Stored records

=======

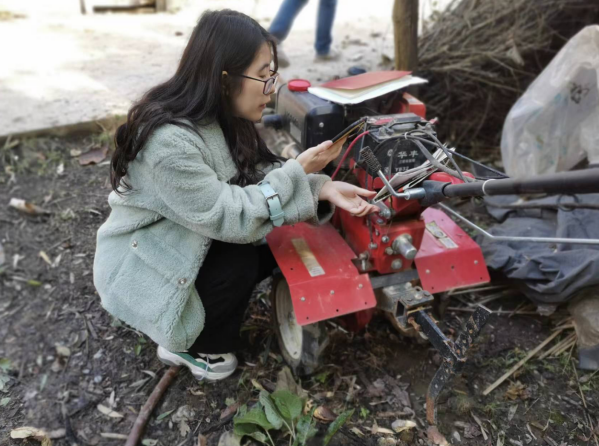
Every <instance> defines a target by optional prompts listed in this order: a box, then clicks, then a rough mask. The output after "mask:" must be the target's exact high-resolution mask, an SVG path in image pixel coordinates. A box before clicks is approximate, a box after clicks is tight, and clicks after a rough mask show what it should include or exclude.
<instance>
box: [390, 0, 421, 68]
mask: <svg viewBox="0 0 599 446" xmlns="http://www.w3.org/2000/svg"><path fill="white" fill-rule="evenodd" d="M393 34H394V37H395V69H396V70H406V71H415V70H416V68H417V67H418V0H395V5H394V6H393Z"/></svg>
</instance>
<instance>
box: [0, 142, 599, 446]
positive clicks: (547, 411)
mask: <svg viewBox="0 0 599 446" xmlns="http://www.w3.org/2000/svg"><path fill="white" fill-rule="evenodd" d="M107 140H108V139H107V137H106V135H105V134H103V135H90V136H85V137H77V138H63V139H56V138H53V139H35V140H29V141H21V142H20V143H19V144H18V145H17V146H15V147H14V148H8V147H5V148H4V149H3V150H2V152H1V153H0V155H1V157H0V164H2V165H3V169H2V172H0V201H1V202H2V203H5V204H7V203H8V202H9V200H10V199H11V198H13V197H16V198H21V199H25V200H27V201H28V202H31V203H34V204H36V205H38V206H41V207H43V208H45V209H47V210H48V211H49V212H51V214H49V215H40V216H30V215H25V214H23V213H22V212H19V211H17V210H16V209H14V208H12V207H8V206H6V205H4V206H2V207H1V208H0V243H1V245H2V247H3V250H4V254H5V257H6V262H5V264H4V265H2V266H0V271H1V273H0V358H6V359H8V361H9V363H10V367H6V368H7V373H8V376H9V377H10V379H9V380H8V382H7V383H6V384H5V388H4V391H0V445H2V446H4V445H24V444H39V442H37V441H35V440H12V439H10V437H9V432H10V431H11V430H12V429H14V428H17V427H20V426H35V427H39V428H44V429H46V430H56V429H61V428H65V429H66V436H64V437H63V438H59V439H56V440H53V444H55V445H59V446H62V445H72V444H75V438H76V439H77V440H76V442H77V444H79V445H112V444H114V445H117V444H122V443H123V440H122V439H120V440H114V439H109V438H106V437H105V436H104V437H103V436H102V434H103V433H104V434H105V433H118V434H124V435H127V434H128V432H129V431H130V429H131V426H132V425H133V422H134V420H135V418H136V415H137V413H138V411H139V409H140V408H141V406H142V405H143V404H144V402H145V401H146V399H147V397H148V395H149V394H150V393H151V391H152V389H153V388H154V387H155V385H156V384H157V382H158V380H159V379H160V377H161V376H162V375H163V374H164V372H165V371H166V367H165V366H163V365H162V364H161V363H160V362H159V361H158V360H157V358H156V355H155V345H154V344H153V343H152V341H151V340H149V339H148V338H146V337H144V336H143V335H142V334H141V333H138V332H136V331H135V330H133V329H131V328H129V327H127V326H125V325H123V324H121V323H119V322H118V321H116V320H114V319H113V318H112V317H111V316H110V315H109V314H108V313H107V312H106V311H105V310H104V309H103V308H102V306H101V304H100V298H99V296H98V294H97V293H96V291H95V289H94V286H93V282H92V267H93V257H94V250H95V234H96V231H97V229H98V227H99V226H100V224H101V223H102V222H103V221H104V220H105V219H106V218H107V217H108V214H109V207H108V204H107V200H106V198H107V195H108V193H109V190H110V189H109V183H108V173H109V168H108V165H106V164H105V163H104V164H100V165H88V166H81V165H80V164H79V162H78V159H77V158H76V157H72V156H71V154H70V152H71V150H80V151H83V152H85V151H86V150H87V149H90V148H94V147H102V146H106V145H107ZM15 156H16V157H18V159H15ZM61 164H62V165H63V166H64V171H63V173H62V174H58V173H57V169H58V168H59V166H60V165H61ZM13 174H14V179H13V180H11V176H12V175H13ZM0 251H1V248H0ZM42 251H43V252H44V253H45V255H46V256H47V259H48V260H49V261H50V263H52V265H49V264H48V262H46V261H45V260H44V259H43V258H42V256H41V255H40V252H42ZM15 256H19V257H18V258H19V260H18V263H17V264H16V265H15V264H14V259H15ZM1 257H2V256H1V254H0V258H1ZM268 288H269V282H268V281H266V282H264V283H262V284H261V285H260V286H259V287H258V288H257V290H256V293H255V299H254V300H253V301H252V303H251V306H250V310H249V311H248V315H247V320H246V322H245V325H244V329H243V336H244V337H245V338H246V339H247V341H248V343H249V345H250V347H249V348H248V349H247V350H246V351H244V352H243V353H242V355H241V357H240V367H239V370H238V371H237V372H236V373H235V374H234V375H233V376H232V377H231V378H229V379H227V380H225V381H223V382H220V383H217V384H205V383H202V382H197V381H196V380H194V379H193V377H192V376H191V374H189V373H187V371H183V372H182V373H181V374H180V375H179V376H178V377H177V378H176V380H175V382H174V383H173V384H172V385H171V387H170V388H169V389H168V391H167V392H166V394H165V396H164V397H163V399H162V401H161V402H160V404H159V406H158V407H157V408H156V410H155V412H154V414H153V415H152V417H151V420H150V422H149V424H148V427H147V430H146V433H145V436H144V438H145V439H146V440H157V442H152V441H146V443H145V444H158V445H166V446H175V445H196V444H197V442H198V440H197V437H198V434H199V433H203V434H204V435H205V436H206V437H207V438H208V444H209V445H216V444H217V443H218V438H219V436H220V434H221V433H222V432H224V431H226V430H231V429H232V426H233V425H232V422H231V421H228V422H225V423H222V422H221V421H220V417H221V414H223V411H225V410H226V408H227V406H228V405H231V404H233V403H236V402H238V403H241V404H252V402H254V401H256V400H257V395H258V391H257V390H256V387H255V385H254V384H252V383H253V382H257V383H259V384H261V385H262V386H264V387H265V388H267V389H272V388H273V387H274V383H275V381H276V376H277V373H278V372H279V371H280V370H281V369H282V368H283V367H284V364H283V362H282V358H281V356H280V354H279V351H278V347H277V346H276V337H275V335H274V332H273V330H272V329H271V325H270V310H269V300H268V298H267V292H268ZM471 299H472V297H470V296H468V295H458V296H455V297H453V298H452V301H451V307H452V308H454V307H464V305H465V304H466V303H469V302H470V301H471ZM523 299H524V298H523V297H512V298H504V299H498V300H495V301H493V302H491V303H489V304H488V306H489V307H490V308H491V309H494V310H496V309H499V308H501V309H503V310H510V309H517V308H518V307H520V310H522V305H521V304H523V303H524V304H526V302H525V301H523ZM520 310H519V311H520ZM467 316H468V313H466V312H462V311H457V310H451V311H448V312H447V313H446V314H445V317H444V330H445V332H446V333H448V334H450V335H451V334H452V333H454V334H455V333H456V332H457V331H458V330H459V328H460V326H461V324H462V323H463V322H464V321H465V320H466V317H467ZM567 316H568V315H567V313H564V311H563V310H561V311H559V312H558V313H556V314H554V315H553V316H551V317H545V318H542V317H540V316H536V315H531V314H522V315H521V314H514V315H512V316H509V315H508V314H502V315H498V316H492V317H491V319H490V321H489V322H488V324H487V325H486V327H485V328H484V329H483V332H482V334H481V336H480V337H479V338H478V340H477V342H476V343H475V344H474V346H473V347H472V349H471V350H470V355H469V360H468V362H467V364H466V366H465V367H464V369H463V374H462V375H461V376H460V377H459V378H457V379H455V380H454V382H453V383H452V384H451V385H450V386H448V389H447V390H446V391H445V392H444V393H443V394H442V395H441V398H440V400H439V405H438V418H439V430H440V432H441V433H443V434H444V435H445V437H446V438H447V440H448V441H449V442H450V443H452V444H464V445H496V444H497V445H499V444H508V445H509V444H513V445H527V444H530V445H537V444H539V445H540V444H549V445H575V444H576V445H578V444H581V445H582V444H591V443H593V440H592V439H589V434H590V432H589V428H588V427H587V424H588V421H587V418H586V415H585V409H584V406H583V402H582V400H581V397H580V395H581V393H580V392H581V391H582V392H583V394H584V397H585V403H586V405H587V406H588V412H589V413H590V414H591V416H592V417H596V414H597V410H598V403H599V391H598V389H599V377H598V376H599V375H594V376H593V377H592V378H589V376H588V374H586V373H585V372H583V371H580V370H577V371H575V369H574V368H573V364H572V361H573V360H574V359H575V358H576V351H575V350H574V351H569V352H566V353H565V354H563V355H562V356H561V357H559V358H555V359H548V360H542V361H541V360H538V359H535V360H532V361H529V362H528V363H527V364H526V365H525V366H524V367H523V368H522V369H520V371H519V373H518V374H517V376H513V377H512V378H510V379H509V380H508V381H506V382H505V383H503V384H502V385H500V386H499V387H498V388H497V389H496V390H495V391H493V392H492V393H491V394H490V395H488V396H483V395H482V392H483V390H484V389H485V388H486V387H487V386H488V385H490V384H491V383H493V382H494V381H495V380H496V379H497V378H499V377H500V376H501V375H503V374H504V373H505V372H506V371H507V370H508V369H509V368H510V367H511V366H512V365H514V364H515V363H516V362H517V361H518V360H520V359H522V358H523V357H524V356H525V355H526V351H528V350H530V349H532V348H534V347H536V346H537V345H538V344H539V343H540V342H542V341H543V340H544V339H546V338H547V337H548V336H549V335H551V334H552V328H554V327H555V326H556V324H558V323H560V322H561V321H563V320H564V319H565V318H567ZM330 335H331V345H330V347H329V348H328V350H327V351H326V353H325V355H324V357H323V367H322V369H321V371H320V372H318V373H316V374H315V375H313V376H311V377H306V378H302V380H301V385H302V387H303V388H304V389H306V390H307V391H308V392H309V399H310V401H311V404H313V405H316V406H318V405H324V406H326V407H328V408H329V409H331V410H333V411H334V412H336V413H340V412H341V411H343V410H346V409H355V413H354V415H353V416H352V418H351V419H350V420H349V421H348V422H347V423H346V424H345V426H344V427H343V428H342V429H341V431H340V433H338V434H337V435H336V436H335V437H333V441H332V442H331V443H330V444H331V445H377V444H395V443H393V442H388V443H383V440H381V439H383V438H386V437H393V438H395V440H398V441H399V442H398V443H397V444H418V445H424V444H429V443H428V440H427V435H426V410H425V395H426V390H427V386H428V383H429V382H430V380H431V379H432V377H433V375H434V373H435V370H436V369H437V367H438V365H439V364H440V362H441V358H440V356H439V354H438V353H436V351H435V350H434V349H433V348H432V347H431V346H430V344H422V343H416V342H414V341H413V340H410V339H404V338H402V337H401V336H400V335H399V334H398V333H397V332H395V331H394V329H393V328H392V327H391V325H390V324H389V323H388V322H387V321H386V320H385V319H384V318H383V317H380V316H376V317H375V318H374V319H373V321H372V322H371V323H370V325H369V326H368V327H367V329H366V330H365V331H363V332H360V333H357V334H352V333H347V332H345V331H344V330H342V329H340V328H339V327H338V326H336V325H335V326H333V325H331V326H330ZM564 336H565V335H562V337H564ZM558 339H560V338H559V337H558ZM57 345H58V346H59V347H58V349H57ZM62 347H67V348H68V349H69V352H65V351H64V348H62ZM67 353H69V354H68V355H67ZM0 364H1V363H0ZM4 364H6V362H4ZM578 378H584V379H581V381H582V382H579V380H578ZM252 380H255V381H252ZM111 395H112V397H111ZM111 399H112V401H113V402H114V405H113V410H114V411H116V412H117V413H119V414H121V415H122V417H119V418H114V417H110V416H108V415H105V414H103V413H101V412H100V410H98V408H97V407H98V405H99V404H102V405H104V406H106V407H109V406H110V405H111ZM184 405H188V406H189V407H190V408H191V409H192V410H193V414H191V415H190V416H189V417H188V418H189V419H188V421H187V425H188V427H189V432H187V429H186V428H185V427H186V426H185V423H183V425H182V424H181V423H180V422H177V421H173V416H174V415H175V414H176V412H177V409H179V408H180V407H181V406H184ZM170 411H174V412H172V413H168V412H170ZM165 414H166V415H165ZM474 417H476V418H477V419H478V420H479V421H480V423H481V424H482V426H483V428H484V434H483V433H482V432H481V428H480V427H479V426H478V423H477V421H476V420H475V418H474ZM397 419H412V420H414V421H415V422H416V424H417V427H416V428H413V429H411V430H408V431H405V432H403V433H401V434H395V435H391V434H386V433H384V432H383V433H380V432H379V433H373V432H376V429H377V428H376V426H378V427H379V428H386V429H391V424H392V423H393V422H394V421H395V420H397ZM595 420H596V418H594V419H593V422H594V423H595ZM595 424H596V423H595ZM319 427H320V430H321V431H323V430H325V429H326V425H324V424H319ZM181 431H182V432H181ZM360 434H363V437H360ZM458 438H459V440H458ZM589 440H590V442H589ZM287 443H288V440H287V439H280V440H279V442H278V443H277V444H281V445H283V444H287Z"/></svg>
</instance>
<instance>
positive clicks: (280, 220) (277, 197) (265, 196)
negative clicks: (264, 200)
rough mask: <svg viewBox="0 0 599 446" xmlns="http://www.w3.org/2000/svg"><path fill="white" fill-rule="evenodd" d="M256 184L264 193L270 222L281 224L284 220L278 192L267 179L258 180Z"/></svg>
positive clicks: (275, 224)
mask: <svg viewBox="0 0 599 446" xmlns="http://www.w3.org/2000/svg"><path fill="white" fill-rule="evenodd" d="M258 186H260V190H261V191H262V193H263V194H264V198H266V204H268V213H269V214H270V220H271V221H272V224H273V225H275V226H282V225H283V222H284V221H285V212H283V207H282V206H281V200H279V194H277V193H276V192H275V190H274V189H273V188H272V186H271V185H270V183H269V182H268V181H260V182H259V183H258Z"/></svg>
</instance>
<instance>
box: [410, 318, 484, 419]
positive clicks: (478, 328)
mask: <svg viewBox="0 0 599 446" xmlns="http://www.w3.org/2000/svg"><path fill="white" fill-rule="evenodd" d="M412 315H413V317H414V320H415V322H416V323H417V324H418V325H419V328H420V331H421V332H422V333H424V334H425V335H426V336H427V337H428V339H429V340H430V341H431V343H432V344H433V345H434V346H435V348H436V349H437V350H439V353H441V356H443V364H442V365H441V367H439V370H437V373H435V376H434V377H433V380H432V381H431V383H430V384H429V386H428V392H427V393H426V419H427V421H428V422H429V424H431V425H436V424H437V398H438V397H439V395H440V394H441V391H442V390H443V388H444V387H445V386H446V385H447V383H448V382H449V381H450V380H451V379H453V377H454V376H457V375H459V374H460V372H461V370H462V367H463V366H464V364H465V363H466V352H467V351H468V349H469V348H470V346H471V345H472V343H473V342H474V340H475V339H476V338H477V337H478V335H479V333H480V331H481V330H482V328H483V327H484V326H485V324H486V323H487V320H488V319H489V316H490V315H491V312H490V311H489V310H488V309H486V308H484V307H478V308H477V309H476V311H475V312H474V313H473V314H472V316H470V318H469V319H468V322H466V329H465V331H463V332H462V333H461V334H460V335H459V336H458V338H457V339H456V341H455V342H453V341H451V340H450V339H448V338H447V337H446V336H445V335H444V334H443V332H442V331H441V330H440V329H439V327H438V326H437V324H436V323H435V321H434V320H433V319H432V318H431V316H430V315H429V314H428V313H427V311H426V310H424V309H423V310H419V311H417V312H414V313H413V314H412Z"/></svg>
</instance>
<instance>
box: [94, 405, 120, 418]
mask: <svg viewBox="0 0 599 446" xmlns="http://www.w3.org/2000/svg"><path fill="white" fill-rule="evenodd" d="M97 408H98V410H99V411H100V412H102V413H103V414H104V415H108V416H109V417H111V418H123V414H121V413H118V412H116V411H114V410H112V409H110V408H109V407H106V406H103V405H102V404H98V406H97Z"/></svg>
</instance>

=======

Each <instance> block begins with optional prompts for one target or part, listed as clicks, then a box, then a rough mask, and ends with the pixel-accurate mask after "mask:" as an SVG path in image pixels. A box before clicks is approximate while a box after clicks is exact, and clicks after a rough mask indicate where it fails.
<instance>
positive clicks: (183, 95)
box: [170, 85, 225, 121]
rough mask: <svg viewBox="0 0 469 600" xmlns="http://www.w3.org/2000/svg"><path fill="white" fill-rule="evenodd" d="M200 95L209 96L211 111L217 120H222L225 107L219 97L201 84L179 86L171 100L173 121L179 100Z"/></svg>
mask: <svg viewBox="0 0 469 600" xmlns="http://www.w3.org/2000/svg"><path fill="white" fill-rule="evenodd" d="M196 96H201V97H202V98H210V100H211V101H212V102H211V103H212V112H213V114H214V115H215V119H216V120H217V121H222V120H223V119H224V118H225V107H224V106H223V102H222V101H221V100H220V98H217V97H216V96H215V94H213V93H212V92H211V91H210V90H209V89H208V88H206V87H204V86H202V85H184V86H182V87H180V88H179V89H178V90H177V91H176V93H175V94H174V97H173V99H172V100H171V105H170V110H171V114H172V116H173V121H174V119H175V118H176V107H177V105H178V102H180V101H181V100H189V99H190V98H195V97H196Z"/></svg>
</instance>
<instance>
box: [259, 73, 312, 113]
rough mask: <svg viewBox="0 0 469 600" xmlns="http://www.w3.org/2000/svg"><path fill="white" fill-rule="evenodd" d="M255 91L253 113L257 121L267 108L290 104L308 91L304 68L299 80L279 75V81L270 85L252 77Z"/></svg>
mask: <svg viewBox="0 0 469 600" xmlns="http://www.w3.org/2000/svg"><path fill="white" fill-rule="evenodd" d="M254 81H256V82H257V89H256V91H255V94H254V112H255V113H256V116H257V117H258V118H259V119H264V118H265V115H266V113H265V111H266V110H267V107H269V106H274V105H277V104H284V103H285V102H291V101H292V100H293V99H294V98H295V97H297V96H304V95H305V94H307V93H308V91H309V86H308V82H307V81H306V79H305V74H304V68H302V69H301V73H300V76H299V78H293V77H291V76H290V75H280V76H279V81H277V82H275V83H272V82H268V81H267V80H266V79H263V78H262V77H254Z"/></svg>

=======

## YOUR OBJECTIVE
Retype the records above, but only those lines that fall between the line containing "positive clicks: (183, 95)" and the line containing "box: [259, 73, 312, 113]", with both of those lines included, exactly as written.

## ANSWER FOR THIS EXERCISE
positive clicks: (183, 95)
box: [170, 85, 225, 121]
rough mask: <svg viewBox="0 0 469 600" xmlns="http://www.w3.org/2000/svg"><path fill="white" fill-rule="evenodd" d="M200 95L209 96L211 111L217 120H222L225 107L219 97L201 84L179 86L171 100L173 121L179 100Z"/></svg>
mask: <svg viewBox="0 0 469 600" xmlns="http://www.w3.org/2000/svg"><path fill="white" fill-rule="evenodd" d="M196 96H201V97H202V98H210V100H211V101H212V102H211V103H212V112H213V114H214V115H215V119H216V120H217V121H222V120H223V119H224V118H225V107H224V106H223V102H222V101H221V100H220V98H217V97H216V96H215V94H213V93H212V92H211V91H210V90H209V89H208V88H206V87H204V86H202V85H184V86H182V87H180V88H179V89H178V90H177V91H176V93H175V94H174V97H173V99H172V100H171V105H170V110H171V114H172V116H173V121H174V119H175V118H176V107H177V105H178V102H180V101H181V100H189V99H190V98H195V97H196Z"/></svg>
</instance>
<instance>
box: [259, 73, 312, 113]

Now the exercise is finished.